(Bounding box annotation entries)
-- start --

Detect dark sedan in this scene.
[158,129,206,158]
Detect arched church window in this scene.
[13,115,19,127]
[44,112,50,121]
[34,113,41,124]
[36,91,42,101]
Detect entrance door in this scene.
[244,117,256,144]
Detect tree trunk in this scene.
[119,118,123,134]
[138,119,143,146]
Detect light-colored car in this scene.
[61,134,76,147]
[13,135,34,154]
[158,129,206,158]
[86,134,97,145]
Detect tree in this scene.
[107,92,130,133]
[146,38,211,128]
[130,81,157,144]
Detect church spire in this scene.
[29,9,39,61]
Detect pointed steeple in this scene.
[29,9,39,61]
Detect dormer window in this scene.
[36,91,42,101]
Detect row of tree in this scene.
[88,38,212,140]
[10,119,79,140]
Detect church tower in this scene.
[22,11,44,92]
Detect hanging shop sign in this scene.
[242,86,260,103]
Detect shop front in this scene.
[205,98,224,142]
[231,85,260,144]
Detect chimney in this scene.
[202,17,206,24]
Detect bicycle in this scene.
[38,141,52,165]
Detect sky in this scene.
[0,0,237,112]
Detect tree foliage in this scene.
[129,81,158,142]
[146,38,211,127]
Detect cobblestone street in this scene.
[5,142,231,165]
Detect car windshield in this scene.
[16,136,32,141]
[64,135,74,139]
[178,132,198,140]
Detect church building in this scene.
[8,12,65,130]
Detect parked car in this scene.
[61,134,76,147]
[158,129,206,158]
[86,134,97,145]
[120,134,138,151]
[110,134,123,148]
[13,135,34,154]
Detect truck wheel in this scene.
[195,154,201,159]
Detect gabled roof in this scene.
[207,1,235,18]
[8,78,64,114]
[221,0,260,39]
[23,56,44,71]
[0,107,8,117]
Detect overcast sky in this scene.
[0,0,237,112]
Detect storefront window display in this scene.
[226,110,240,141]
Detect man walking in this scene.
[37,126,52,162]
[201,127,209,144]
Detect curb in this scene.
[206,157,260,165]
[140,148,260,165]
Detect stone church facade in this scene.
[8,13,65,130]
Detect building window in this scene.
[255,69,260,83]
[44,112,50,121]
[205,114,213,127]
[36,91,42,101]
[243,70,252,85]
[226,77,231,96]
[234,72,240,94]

-- end --

Copy out every line of the material above word for word, with nothing changed.

Detect dark sedan in this scene.
[158,129,206,158]
Detect arched church window in this scene.
[13,115,19,127]
[44,112,50,121]
[34,113,41,124]
[36,91,42,101]
Detect entrance door in this scene.
[244,117,256,144]
Detect tree trunk in this scene.
[119,118,123,134]
[138,119,143,146]
Detect light-colored car in this scene.
[61,134,76,147]
[13,135,34,154]
[158,129,206,158]
[86,134,97,145]
Detect tree in this scene.
[107,92,130,133]
[146,38,211,128]
[130,81,157,144]
Detect church spire in this scene.
[29,9,39,61]
Detect pointed steeple in this scene.
[29,9,39,61]
Detect dormer window in this scene.
[36,91,42,101]
Detect row of tree in this scene.
[88,38,212,140]
[10,119,79,140]
Detect church tower in this scene.
[22,11,44,92]
Detect hanging shop sign in this scene.
[242,86,260,103]
Detect shop front in this scene.
[205,98,224,142]
[231,85,260,144]
Detect chimney in this scene.
[202,17,206,24]
Detect bicycle in this scene.
[38,141,52,165]
Detect sky in this scene.
[0,0,237,112]
Detect tree foliage in this scene.
[129,81,158,142]
[146,38,211,127]
Detect cobblestone street in this scene.
[5,142,231,165]
Detect car windshield in this scene.
[16,136,32,141]
[64,135,74,139]
[178,132,198,140]
Detect church building in this scene.
[8,12,65,130]
Detect parked car in this scene.
[61,134,76,147]
[158,129,206,158]
[86,134,97,145]
[120,134,138,151]
[110,134,123,148]
[13,135,34,154]
Detect truck wheel in this scene.
[195,154,201,159]
Detect gabled roof in this scene.
[207,1,235,18]
[8,78,64,114]
[221,0,260,39]
[23,56,44,71]
[0,107,8,117]
Detect overcast sky in this scene.
[0,0,237,112]
Detect storefront window display in this scene.
[226,110,240,141]
Detect man walking in this scene.
[37,126,52,162]
[201,127,209,144]
Detect curb in this scene.
[206,157,260,165]
[140,148,260,165]
Detect stone church facade in this scene.
[8,13,65,130]
Detect building window in this scene.
[255,69,260,83]
[44,112,50,121]
[205,114,213,127]
[36,91,42,101]
[243,70,252,85]
[226,77,231,96]
[234,72,240,94]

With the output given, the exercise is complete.